◆ Dataset entries ◆
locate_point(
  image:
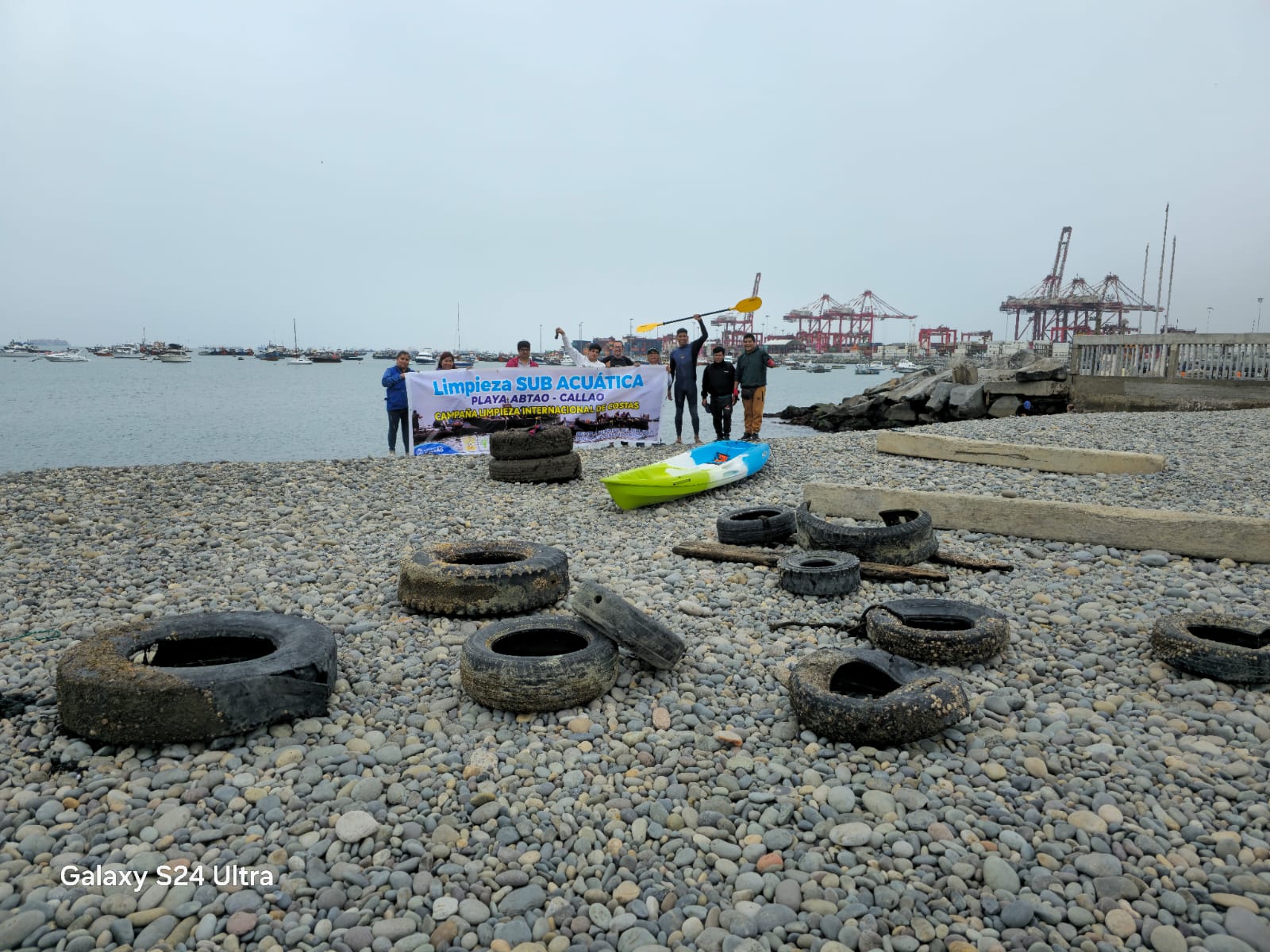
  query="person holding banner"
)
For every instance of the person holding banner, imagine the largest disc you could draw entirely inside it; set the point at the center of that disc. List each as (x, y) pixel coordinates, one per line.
(616, 359)
(578, 359)
(399, 409)
(683, 378)
(524, 355)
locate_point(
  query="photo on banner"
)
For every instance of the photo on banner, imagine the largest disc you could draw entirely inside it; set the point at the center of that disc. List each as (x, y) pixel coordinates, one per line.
(454, 412)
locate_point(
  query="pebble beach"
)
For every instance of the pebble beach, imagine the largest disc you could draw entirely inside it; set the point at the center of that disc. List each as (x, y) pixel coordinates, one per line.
(1095, 799)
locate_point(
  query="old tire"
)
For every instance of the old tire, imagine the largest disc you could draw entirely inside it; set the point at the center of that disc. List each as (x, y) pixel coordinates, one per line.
(937, 631)
(619, 620)
(483, 578)
(906, 536)
(756, 526)
(819, 573)
(522, 444)
(549, 469)
(1214, 645)
(541, 663)
(869, 697)
(202, 677)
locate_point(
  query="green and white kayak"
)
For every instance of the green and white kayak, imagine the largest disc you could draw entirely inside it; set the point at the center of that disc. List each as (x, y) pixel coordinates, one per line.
(708, 466)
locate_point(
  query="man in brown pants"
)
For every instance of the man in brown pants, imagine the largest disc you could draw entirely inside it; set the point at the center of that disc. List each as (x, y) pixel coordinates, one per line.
(752, 366)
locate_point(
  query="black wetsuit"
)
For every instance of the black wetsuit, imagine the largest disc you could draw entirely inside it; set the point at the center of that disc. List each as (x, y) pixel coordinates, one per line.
(683, 381)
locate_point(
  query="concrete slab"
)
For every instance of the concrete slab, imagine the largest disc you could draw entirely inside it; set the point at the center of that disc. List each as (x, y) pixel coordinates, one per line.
(1022, 456)
(1204, 535)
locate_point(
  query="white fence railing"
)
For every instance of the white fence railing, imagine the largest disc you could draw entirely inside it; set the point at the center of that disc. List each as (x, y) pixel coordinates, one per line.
(1236, 357)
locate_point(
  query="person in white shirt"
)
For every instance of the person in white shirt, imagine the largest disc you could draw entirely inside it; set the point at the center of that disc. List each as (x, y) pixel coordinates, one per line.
(578, 359)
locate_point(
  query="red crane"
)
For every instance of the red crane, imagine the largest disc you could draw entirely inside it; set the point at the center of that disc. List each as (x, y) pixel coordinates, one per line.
(829, 325)
(1053, 311)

◆ Exercise objective ◆
From the data above, copy each line that has the string "query".

◆ The completed task ◆
  query="person holding banner"
  query="photo on banner"
  query="pebble beach"
  query="old tire"
  query="green and white kayak"
  query="man in brown pants"
  query="black wetsuit"
  query="concrete slab"
  query="white fence railing"
  query="person in white shirt"
  query="red crane"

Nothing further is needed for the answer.